*TASKS FOR THIS EXERCISE*
a) Return the passage of the energy posts that begins at the words "Given the spread" and stops after the words "new supply capacity.", copied word for word.
b) Using the energy posts, decide whether each statement agrees with them: (i) the average electricity needed to light a UK home dropped from 720 kWh in 1997 to under 500 kWh in 2013; (ii) the UK spends £1.4 billion a year running its street lights; (iii) Hurricane Sandy affected 24 states. Answer yes or no for each and quote the words that settle it.

*EXCERPT TO READ*

________

Thursday 20 February 2014

There have been a few interesting energy articles in the FT, most notably; Consumers see the light over lower energy costs”, by Guy Chazan, which reported that people use nearly a third less electricity to light their homes than they did 16 years ago. Brenda Boardman from the Environmental Change Institute at Oxford said that thanks to more efficient lamps the average amount of electricity needed to light a UK home fell from 720 kWh in 1997 to less than 500 kWh in 2013.  Furthermore peak electricity demand has been falling consistently and average electricity consumption per household dropped 5 % between 2008 and 2012.  This is once again an illustration that energy efficiency is happening – along with the figures reported last year that heating energy consumption per household had gone down.

 

Given the spread of LED lighting even greater savings are on the horizon, both in households and the non-domestic sector.  Figures reported in the FT said that households could save £1.4 billion per annum by phasing out incandescent lamps and that the UK spends £300 million per annum running 7 million street lights.  Sales of LEDs are rising very quickly in all sectors and wide scale adoption of LEDs in many applications could save billions in running costs – as well as billions in the need to build new supply capacity.

 

Putting in place the mechanisms and the financing programme to facilitate a mass changeover to LEDs (as the Green Investment Bank is planning for street lighting) would be a much better investment of public money and effort than supporting new nuclear and renewable capacity and should be compared to supply options on an equal footing – price per MWh, emissions, time to build, and co-benefits.

 

Wednesday 12 February 2014

In October 2012 the US was battered by Hurricane Sandy which affected 24 states, led to serious flooding in New York and New Jersey, caused an estimated $65 billion economic impact, the cancellation of 5,000 flights, 286 deaths and over 8 million people experiencing power cuts – some of which lasted many days.  One important impact of Sandy was that it turned out to be a tipping point in terms of getting energy system resilience on the US political and utility regulator agenda.  Much investment in the US is now focused on hardening the infrastructure, improving its resistance to floods, smart grid systems, energy storage and distributed energy systems – all with the aim of improving resilience.

 

The strong storms in the UK over Christmas and subsequent large scale flooding have highlighted the same issue here – an ageing energy infrastructure is vulnerable to extreme weather events which are predicted to occur more often.  With the public and political reaction to the floods and resulting power cuts adding to the general high level of  noise about energy at the moment it is time to ensure improved resilience is on the policy agenda and built into investment programmes.  We should not forget that as well as grid technologies improving end-use efficiency can also contribute to improving resilience as well as reducing investment requirements in distribution systems.  Low energy houses stay warmer longer and use of low energy lighting and appliances will make local storage technologies easier and cheaper.

 

We have talked before about the multiple benefits of energy efficiency, improved resilience has to be on the list and we need to use improved efficiency, smart technologies, distributed energy and storage to improve energy system resilience.

 

Definition: Resilience – the capacity to recover quickly from difficulties.

________

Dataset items

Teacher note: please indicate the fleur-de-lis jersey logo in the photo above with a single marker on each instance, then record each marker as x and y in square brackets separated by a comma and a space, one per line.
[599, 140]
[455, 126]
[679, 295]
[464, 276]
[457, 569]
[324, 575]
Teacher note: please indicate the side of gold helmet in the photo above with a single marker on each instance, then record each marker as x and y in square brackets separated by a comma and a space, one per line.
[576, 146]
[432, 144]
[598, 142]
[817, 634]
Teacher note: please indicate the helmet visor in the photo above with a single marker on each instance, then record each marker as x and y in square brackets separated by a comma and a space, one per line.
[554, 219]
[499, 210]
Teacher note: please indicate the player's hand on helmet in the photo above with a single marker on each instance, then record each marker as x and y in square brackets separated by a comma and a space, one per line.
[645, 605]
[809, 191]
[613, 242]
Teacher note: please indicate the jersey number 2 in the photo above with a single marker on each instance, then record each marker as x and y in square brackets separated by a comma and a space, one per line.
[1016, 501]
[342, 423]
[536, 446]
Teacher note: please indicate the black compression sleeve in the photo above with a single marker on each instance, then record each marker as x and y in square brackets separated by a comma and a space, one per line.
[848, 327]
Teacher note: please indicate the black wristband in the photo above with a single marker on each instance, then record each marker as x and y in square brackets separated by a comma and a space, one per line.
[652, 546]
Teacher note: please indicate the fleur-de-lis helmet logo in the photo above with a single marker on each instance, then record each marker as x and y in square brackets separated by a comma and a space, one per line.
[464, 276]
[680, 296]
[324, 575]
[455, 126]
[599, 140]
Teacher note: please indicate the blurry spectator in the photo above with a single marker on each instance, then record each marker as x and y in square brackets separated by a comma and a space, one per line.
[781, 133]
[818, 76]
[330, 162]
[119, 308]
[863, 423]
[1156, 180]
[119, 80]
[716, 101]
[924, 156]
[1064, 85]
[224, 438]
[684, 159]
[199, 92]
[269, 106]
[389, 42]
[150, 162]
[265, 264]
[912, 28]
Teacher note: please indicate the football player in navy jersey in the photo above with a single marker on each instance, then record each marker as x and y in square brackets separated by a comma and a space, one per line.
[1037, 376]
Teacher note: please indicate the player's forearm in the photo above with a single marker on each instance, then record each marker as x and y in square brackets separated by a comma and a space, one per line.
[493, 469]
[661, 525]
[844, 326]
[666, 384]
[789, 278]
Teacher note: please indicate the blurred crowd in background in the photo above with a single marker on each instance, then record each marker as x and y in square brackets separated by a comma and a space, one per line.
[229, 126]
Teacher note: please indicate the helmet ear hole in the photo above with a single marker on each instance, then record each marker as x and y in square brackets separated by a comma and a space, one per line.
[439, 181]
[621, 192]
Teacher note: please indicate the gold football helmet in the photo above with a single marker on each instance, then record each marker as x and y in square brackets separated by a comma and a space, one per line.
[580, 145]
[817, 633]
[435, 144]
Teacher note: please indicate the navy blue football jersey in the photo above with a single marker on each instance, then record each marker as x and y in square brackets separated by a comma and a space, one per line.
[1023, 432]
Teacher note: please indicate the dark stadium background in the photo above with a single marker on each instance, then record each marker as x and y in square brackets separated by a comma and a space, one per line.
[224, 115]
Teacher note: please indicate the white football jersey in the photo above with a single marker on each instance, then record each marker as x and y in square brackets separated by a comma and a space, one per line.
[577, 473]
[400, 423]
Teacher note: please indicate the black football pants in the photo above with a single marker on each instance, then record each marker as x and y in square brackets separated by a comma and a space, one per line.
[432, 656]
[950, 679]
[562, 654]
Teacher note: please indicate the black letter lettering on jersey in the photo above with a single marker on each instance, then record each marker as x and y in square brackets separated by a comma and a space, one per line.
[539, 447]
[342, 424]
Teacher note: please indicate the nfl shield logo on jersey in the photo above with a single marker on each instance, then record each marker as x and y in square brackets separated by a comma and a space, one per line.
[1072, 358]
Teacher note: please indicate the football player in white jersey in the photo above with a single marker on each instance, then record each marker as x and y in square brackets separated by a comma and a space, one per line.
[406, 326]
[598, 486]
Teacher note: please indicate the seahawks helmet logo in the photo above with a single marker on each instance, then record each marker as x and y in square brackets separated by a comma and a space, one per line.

________

*RESULTS FOR EACH TASK*
a)
Given the spread of LED lighting even greater savings are on the horizon, both in households and the non-domestic sector.  Figures reported in the FT said that households could save £1.4 billion per annum by phasing out incandescent lamps and that the UK spends £300 million per annum running 7 million street lights.  Sales of LEDs are rising very quickly in all sectors and wide scale adoption of LEDs in many applications could save billions in running costs – as well as billions in the need to build new supply capacity.

b)
(i) Yes: "the average amount of electricity needed to light a UK home fell from 720 kWh in 1997 to less than 500 kWh in 2013"
(ii) No: "the UK spends £300 million per annum running 7 million street lights"
(iii) Yes: "Hurricane Sandy which affected 24 states"